→ **EXERCISE DETAILS**: Output the listing below line for line, with no changes, from its first line to its last.

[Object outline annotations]
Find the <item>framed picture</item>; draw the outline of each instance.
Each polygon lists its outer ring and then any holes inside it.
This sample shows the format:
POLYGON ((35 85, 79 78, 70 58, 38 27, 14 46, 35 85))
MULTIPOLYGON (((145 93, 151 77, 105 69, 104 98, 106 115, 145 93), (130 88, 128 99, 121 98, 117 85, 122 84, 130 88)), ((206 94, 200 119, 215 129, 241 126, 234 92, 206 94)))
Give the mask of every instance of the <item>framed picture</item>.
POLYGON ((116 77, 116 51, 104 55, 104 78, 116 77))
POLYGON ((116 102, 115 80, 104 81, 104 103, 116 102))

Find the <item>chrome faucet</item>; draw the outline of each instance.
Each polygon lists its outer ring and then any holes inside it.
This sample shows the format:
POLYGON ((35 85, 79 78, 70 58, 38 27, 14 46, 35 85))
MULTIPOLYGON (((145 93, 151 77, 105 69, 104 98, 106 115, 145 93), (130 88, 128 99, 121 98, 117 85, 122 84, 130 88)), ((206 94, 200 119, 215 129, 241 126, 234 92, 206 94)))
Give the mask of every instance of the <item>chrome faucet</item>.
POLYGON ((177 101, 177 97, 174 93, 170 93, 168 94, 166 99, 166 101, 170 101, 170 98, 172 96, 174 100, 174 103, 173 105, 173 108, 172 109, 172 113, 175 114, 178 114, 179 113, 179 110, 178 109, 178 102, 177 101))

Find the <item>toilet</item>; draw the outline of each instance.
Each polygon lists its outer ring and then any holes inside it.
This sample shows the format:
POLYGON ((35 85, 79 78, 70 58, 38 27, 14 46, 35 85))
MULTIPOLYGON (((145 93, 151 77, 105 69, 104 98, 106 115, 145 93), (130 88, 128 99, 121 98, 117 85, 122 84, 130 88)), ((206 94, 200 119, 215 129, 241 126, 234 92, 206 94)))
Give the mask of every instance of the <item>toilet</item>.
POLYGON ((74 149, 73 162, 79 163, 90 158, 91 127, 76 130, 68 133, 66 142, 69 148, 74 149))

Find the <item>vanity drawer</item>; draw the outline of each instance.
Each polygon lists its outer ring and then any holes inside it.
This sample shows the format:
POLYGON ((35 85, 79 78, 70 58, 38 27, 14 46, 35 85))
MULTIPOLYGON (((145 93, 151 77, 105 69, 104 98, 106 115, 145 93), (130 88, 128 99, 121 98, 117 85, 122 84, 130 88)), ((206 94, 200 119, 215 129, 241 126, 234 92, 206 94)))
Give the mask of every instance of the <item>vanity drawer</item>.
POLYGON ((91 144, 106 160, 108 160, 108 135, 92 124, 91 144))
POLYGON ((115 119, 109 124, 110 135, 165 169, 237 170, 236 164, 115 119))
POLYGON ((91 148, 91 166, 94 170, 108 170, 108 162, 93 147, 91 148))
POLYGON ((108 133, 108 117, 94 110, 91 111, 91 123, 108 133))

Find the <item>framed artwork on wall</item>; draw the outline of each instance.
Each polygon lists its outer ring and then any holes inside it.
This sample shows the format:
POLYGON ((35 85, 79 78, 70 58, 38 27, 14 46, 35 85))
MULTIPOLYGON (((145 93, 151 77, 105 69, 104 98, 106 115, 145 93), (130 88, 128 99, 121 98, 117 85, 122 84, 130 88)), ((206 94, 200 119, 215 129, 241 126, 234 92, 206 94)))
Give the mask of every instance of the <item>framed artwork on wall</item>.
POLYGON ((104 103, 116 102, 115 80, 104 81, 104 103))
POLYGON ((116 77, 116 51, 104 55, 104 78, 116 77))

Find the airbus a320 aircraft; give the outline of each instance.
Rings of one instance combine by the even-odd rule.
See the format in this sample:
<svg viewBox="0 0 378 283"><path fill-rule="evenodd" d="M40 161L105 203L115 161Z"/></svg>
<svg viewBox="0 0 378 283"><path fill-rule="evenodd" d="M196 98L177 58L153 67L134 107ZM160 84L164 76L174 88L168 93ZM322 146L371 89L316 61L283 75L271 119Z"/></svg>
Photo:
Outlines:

→ **COMPLETED TASK**:
Find the <item>framed picture</item>; draw the outline of each instance.
Each polygon lists its outer ring and then any holes inside it.
This sample shows the format:
POLYGON ((35 85, 79 78, 70 58, 38 27, 14 46, 35 85))
MULTIPOLYGON (((145 93, 151 77, 105 69, 104 98, 106 115, 145 93), (130 88, 128 99, 121 98, 117 85, 122 84, 130 88)), ((206 94, 200 119, 215 129, 241 126, 234 92, 206 94)))
Give the mask of every instance of the <item>framed picture</item>.
POLYGON ((116 77, 116 51, 104 55, 104 78, 116 77))
POLYGON ((116 102, 115 80, 104 81, 104 103, 116 102))

Find the <item>chrome faucet</item>; draw the outline of each instance.
Each polygon lists its outer ring and then any holes inside it.
This sample shows the format:
POLYGON ((35 85, 79 78, 70 58, 38 27, 14 46, 35 85))
MULTIPOLYGON (((145 93, 151 77, 105 69, 104 98, 106 115, 145 93), (130 88, 128 99, 121 98, 117 85, 122 84, 130 88)), ((206 94, 200 119, 215 129, 241 126, 234 92, 206 94)))
Give the mask of every instance of the <item>chrome faucet</item>.
POLYGON ((177 101, 177 97, 174 93, 170 93, 168 94, 166 99, 166 101, 170 101, 170 98, 172 96, 174 100, 174 103, 173 105, 173 108, 172 109, 172 113, 175 114, 178 114, 179 113, 179 110, 178 109, 178 102, 177 101))

Find the <item>toilet</item>; draw the outline of each instance.
Each polygon lists its outer ring and then any holes inside it.
This sample shows the format:
POLYGON ((35 85, 79 78, 70 58, 38 27, 14 46, 35 85))
MULTIPOLYGON (((145 93, 151 77, 105 69, 104 98, 106 115, 145 93), (130 88, 128 99, 121 98, 117 85, 122 84, 130 88)), ((206 94, 200 119, 215 129, 241 126, 234 92, 206 94)))
Give the mask of every instance of the <item>toilet</item>.
POLYGON ((74 149, 73 162, 79 163, 90 158, 91 127, 76 130, 68 133, 66 142, 69 148, 74 149))

Find the <item>vanity drawer</item>; draw the outline of each instance.
Each polygon lists its outer ring and then any holes inside it.
This sample shows the format:
POLYGON ((35 85, 79 78, 70 58, 38 27, 14 46, 35 85))
MULTIPOLYGON (((145 93, 151 77, 105 69, 104 98, 106 115, 145 93), (130 88, 128 99, 121 98, 117 85, 122 84, 130 88)), ((206 94, 200 119, 215 129, 241 126, 234 92, 206 94)))
Give the mask of every instance of the <item>vanity drawer</item>.
POLYGON ((91 144, 106 160, 108 160, 108 135, 92 124, 91 144))
POLYGON ((115 119, 109 124, 110 135, 165 169, 237 170, 236 164, 115 119))
POLYGON ((91 148, 91 166, 94 170, 108 170, 108 162, 93 147, 91 148))
POLYGON ((108 133, 108 117, 94 110, 91 111, 91 123, 108 133))

Find the <item>framed artwork on wall</item>; draw the outline of each instance.
Each polygon lists its outer ring and then any holes inside it.
This sample shows the format:
POLYGON ((35 85, 79 78, 70 58, 38 27, 14 46, 35 85))
MULTIPOLYGON (((145 93, 151 77, 105 69, 104 98, 106 115, 145 93), (130 88, 128 99, 121 98, 117 85, 122 84, 130 88)), ((206 94, 200 119, 215 129, 241 126, 234 92, 206 94)))
Give the mask of every instance of the <item>framed artwork on wall</item>.
POLYGON ((104 103, 116 102, 115 80, 104 81, 104 103))
POLYGON ((116 77, 116 51, 104 55, 104 78, 116 77))

Find the airbus a320 aircraft; give the outline of each instance.
Rings of one instance combine by the even-odd rule.
See the format in this sample:
<svg viewBox="0 0 378 283"><path fill-rule="evenodd" d="M40 161L105 203L115 161Z"/></svg>
<svg viewBox="0 0 378 283"><path fill-rule="evenodd" d="M196 98L177 58L153 67L134 107ZM160 84L164 76L174 88L168 93ZM322 146L371 89L316 61L283 75L271 119Z"/></svg>
Photo:
Outlines:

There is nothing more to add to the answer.